# EXERCISE DETAILS
Reproduce the data below verbatim from the line containing "of the sandwich" through its final line, and produce nothing more.

── GIVEN INFORMATION

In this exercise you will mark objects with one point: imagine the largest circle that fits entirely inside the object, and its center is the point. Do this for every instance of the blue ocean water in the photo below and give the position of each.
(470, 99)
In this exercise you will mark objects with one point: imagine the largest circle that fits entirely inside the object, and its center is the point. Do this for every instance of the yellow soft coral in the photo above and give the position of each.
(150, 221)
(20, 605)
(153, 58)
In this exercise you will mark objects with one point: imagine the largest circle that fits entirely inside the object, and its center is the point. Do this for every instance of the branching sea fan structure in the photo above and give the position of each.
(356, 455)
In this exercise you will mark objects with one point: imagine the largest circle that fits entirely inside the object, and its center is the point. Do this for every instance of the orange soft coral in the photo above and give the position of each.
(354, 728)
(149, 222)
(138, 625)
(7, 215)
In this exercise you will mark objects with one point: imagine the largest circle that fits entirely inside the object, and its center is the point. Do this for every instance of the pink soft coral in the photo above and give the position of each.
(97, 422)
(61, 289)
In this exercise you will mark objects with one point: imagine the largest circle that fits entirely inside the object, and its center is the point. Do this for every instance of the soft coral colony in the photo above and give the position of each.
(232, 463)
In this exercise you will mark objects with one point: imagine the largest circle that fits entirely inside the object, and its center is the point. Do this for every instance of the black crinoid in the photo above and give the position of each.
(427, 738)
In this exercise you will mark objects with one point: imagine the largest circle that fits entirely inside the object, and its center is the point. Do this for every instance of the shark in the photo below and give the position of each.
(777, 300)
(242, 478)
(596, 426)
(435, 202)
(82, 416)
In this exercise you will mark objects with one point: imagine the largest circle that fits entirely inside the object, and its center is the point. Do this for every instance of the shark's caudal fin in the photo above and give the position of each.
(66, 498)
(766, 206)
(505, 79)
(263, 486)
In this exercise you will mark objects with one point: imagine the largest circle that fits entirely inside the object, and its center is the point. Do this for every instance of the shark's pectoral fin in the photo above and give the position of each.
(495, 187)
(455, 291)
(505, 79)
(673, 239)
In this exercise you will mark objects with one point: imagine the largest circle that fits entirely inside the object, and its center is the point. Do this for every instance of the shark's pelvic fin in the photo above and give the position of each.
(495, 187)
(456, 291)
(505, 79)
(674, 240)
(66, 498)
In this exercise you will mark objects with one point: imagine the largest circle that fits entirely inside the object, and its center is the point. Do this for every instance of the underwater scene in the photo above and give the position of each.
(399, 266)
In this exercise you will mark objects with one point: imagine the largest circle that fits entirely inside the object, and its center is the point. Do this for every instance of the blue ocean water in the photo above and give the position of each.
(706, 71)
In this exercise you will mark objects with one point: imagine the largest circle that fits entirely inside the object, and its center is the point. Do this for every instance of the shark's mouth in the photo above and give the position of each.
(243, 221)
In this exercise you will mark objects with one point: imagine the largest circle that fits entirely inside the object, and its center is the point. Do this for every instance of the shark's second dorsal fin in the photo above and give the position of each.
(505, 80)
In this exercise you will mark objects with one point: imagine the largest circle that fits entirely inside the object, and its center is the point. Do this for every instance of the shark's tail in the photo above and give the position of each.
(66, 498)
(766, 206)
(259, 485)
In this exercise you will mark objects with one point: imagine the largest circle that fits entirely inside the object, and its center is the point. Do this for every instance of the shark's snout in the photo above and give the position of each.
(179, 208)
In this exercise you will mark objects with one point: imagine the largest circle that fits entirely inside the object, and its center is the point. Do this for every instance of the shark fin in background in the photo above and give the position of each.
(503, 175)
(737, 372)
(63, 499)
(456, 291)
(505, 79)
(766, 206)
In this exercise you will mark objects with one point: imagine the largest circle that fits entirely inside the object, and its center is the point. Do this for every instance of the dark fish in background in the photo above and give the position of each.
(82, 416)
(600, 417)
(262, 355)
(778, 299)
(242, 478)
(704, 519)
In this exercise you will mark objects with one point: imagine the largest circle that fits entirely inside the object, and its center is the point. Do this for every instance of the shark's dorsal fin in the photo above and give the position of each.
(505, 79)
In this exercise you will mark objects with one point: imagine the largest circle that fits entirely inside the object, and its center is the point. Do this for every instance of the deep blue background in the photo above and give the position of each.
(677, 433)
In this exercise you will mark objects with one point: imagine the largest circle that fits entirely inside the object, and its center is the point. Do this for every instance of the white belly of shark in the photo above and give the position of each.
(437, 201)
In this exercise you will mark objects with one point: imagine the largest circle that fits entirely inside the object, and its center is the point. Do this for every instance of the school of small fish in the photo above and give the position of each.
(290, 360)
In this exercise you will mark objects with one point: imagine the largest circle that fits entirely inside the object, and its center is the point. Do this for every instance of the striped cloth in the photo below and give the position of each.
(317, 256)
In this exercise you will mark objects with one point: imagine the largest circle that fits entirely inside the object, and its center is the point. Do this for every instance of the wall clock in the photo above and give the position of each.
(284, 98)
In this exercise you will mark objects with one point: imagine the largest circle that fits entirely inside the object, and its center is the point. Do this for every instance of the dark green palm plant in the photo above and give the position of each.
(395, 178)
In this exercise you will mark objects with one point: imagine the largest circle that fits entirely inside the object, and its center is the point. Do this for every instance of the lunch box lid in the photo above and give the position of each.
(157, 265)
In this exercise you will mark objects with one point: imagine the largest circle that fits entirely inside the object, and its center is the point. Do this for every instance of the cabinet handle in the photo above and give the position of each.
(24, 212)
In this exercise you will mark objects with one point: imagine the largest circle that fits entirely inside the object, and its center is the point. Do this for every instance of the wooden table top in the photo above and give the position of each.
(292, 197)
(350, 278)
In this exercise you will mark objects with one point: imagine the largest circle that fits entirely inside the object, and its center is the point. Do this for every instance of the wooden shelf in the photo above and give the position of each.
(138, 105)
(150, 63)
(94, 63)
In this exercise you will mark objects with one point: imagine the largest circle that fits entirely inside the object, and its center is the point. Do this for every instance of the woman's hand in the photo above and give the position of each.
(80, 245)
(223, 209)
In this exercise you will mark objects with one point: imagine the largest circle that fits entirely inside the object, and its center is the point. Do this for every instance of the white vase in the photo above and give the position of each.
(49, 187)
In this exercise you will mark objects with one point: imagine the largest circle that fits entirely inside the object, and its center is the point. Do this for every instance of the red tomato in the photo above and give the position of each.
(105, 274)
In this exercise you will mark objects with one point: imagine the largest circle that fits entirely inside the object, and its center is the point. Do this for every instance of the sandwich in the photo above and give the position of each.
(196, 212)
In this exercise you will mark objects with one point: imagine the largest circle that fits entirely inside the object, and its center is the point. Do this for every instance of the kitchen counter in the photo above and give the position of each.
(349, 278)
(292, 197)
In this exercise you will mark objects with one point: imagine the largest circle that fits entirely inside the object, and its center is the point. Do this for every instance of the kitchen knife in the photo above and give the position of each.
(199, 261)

────

# TASK ANSWER
In this exercise you will mark objects with one point: imagine the largest circle that fits entirely inside the object, and its center is the point. Do this for every instance of the sandwich in the photo above and give the position of each.
(196, 212)
In this exercise you will mark objects with one point: imagine the largest circle that fits entirely inside the object, and its center is the point. Do this for every instance of the kitchen counter in the photo above and give the position of each.
(349, 278)
(292, 197)
In this exercise you will mark objects with one point: imagine the largest circle that fits entirely inside the object, and its center is the point. Do this for every instance of the kitchen knife in the photo above and give the position of each.
(199, 261)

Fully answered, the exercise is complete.